Supplied passage:
** BEGIN **

# ensemble playing



## henrikhank (Dec 8, 2016)

Hi!
I found some great musicians who will help me learn more about ensemble playing. I guess we'll only play non-classical music. As a pianist who's learning both clasdical and non-classical I find this a bit sad.

Classical keyboard playing (especially piano) doesn't serm very much suited for ensemble playing (unless you would play chamber music).
On the other hand I can imagine Bach on a friday night at his baroque jam session* (or whatever they called it). Classical is, if my understanding is correct, aimed at solo playing whereas non-classical is aimed at ensemble/group playing.

What do you as experts in classical music say about this?


----------



## tdc (Jan 17, 2011)

henrikhank said:


> Hi!
> I found some great musicians who will help me learn more about ensemble playing. I guess we'll only play non-classical music. As a pianist who's learning both clasdical and non-classical I find this a bit sad.
> 
> Classical keyboard playing (especially piano) doesn't serm very much suited for ensemble playing (unless you would play chamber music).
> ...


I think you have a point in here somewhere, but it is not really worded correctly. Look at all the different orchestras and classical ensembles in the world...how can you say it is geared towards only solo playing?

It is true that in groups it is easier to sit down and have a 'jam' playing non classical music. But most of the time when you are playing in a group the musicians know the songs they will be playing ahead of time. It is the same for classical music only the music played generally requires more preparation time in advance to perform.

It is also possible to 'jam' (or have an improvisatory session) in classical music it is just that it requires a very specialized and/or high level of musicianship to do.


----------



## hpowders (Dec 23, 2013)

For years the Boston Symphony Orchestra first chair players and a few others players in the orchestra, prided themselves in coming together to play chamber music. Luckily they made recordings. As the "Boston Symphony Chamber Players" their collaborations produced some of the best chamber performances available.

** END **

Direction 1:
Answer these about the ensemble playing thread:
(a) What kind of music does the opening post expect the new group to play?
(b) According to the reply from tdc, what does the music played in classical ensembles generally require more of?
(c) Under what name did the Boston Symphony Orchestra players make their chamber recordings?
Direction 2:
Reproduce everything from "It is also possible" down to "(Dec 23, 2013)" in the ensemble playing thread.

Supplied entries:
** BEGIN **

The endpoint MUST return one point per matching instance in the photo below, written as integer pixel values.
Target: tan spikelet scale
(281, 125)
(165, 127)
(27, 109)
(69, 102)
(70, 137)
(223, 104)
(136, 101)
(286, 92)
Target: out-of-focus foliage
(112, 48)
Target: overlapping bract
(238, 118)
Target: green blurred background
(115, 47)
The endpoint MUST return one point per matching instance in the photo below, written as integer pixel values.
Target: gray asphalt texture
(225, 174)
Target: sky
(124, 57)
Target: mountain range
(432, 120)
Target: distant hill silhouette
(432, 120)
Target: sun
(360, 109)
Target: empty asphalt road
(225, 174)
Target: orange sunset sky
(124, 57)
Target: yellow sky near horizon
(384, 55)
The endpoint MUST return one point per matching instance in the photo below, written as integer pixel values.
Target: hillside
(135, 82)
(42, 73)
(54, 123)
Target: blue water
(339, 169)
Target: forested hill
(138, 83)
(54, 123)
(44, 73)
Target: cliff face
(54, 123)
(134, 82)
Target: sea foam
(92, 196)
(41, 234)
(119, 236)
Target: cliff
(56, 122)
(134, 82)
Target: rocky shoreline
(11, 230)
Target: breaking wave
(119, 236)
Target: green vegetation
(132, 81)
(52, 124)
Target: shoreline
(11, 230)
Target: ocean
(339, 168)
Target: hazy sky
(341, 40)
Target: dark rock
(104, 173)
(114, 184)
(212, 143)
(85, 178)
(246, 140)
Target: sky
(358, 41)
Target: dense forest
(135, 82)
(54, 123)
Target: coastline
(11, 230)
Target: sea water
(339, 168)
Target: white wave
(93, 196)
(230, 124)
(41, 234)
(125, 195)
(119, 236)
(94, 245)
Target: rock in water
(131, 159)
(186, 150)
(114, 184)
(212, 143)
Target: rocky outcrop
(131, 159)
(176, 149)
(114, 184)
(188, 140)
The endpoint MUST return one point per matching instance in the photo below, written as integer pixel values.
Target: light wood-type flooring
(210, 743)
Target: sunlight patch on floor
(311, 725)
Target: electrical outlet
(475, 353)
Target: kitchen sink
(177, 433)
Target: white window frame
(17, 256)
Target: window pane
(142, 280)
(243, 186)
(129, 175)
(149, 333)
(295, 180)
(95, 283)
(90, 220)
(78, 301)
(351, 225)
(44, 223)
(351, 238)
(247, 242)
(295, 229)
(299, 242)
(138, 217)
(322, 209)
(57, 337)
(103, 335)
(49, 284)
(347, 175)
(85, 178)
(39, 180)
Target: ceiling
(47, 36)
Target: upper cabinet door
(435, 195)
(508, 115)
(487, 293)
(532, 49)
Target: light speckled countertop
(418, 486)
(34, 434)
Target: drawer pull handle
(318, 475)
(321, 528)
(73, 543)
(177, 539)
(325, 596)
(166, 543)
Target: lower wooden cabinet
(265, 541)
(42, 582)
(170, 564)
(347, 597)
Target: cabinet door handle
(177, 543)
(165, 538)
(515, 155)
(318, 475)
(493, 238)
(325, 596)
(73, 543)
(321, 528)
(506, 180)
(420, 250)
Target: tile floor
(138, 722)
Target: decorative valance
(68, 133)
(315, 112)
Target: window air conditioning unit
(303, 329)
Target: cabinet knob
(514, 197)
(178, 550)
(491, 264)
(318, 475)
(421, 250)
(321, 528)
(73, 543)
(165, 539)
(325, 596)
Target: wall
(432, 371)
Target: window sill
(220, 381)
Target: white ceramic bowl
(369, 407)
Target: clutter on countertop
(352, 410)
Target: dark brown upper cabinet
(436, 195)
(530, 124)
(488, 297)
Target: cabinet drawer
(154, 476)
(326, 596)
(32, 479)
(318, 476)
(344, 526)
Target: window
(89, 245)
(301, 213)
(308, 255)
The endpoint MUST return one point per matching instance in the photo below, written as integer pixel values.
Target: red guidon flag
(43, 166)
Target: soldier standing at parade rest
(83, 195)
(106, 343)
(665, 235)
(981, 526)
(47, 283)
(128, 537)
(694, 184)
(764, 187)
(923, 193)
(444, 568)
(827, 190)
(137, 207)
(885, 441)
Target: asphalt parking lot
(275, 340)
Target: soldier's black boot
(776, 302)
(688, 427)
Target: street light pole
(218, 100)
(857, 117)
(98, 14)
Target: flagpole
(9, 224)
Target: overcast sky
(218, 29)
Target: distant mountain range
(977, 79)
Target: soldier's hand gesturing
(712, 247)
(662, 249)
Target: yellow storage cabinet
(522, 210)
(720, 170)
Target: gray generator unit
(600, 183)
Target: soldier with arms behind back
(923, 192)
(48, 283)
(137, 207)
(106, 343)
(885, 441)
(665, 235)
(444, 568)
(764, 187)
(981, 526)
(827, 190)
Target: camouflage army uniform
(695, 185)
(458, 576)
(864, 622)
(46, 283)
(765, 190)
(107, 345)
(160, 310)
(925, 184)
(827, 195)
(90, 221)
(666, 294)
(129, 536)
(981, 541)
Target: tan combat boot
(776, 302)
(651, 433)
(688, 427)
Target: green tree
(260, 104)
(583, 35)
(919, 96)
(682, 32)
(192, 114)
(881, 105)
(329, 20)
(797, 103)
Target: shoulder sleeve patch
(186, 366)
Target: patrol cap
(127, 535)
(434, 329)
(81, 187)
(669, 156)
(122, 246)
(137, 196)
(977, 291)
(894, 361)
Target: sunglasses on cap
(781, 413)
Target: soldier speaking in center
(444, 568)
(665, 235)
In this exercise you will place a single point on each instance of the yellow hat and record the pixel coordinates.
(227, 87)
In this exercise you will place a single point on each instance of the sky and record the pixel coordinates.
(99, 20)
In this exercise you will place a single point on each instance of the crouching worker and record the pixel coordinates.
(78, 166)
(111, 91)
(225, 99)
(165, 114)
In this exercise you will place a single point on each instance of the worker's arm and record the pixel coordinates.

** END **

Complete answer 1:
(a) Only non-classical music.
(b) More preparation time in advance to perform.
(c) The "Boston Symphony Chamber Players".

Complete answer 2:
It is also possible to 'jam' (or have an improvisatory session) in classical music it is just that it requires a very specialized and/or high level of musicianship to do.


----------



## hpowders (Dec 23, 2013)